### Text passage:
- - - -

Re: [Python-ideas] What about regexp string litterals : re".*" ?

Stephen J. Turnbull Fri, 31 Mar 2017 00:24:17 -0700

Abe Dillon writes:

 > Note that the entire documentation is 250 words while just the syntax
 > portion of Python docs for the re module is over 3000 words.

Since Verbal Expressions (below, VEs, indicating notation) "compile"
to regular expressions (spelling out indicates the internal matching
implementation), the documentation of VEs presumably ignores
everything except the limited language it's useful for.  To actually
understand VEs, you need to refer to the RE docs.  Not a win IMO.

 > > You think that example is more readable than the proposed transalation
 > >     ^(http)(s)?(\:\/\/)(www\.)?([^\ ]*)$
 > > which is better written
 > >     ^https?://(www\.)?[^ ]*$
 > > or even
 > >     ^https?://[^ ]*$
 > 
 > 
 > Yes. I find it *far* more readable. It's not a soup of symbols like Perl
 > code. I can only surmise that you're fluent in regex because it seems
 > difficult for you to see how the above could be less readable than English
 > words.

Yes, I'm fairly fluent in regular expression notation (below, REs).
I've maintained a compiler for one dialect.

I'm not interested in the difference between words and punctuation
though.  The reason I find the middle RE most readable is that it
"looks like" what it's supposed to match, in a contiguous string as
the object it will match will be contiguous.  If I need to parse it to
figure out *exactly* what it matches, yes, that takes more effort.

- - - -

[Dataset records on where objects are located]
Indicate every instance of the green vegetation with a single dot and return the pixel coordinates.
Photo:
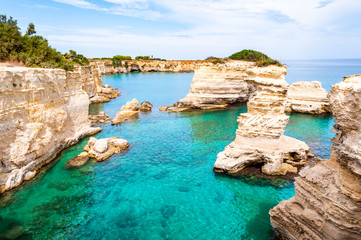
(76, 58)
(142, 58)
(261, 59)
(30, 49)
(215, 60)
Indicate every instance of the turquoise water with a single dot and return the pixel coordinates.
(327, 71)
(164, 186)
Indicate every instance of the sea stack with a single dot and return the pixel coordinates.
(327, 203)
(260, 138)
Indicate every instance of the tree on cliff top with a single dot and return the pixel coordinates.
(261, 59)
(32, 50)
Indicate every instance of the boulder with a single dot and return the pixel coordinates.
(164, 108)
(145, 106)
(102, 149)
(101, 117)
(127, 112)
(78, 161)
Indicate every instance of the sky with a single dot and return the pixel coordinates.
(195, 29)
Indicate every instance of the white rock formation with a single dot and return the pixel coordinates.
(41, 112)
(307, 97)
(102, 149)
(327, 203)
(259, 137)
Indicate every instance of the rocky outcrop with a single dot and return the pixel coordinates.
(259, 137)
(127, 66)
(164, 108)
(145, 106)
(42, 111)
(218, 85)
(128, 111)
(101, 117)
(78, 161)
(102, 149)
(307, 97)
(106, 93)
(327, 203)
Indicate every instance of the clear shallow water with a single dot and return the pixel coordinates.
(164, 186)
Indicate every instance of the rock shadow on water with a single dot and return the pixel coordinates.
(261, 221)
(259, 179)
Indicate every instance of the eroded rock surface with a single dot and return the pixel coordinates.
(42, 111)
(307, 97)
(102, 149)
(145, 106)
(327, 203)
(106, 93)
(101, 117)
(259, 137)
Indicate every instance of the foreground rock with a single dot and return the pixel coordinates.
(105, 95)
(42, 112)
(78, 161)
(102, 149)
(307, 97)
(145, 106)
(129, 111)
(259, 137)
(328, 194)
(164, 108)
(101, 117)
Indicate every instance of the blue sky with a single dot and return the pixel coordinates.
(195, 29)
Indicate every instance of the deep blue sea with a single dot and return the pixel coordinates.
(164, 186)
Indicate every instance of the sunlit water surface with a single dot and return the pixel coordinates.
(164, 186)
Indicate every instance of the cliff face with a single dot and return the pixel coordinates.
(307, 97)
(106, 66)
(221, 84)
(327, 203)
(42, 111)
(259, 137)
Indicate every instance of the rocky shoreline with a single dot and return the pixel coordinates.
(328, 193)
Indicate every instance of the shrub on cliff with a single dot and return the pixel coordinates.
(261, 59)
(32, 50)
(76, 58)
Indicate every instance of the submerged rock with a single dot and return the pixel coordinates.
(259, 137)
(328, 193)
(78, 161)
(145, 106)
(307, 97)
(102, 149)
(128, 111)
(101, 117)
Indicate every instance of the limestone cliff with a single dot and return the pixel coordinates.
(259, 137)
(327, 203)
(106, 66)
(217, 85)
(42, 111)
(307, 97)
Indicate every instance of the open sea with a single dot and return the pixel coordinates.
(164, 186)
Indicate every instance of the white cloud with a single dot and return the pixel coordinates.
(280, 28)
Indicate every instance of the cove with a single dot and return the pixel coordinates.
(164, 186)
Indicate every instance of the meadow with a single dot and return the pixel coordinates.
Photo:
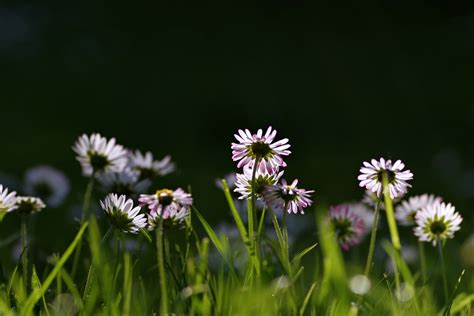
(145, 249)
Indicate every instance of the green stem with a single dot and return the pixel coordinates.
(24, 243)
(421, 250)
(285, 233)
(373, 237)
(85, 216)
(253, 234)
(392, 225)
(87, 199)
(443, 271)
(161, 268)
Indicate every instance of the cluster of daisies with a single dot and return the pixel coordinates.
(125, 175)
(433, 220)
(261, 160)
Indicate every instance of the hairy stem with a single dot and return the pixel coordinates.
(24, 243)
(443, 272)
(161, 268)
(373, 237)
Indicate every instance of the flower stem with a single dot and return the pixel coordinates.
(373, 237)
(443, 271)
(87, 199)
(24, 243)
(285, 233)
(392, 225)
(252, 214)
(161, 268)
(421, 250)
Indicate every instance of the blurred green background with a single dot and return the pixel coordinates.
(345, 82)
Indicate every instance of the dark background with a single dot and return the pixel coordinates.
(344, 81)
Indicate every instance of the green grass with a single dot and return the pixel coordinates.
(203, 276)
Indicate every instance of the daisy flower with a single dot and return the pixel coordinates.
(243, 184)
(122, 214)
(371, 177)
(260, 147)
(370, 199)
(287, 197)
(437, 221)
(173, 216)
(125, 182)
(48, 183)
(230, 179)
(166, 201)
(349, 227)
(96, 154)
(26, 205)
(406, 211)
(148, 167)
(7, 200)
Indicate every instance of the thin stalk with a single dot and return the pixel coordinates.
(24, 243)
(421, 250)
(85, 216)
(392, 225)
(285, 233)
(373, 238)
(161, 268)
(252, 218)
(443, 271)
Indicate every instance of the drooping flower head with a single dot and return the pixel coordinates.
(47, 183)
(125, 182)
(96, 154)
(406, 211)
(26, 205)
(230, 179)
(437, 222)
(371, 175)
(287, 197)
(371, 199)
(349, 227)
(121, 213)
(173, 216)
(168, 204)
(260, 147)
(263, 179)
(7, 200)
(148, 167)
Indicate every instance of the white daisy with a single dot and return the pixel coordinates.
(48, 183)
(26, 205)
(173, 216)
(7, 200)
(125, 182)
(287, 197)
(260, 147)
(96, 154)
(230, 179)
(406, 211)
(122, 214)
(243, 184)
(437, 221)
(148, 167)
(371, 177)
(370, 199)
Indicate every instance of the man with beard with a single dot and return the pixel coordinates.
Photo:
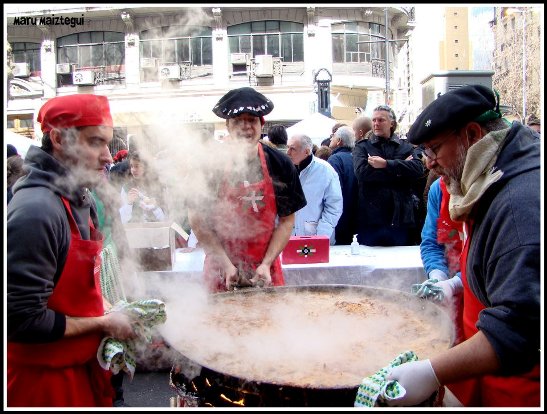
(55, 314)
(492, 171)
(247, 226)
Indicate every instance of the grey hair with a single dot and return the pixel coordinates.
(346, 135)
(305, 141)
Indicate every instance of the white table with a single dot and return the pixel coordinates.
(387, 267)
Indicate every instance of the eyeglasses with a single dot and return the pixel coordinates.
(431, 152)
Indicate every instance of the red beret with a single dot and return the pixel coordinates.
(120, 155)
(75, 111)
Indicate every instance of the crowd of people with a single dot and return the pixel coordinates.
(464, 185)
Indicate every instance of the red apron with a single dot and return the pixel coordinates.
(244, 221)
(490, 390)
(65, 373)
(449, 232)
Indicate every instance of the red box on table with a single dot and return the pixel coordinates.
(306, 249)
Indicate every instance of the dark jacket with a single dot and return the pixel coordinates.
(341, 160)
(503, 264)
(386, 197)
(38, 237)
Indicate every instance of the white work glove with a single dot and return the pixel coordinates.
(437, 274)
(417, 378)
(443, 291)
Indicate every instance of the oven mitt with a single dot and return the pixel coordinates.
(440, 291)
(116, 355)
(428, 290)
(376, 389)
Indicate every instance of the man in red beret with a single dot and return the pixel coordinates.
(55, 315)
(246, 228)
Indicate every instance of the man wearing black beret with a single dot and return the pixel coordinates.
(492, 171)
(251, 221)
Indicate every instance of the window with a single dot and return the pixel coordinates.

- - - -

Copy the mailing-list reply from the words "I've maintained a" through "takes more effort.", substituting "continuous" for "contiguous".

I've maintained a compiler for one dialect.

I'm not interested in the difference between words and punctuation
though.  The reason I find the middle RE most readable is that it
"looks like" what it's supposed to match, in a continuous string as
the object it will match will be continuous.  If I need to parse it to
figure out *exactly* what it matches, yes, that takes more effort.